> [Task to complete] Recast the lines below as a Markdown table with a No. column for the row number and a Line column for the text, leaving out blank lines. Omit the pictures from your answer.

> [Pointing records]

____________

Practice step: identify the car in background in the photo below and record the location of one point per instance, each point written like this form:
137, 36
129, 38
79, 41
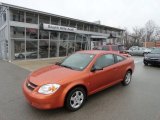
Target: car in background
153, 57
21, 55
141, 51
116, 48
69, 82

____________

> [Exercise result]
| No. | Line |
|---|---|
| 1 | Practice step: identify the car in background in the photo below and record the location of one point per instance, each point written like this form: |
| 2 | 137, 36 |
| 3 | 129, 38 |
| 4 | 79, 41 |
| 5 | Target: car in background |
| 6 | 153, 57 |
| 7 | 21, 55 |
| 8 | 141, 51 |
| 9 | 116, 48 |
| 10 | 69, 82 |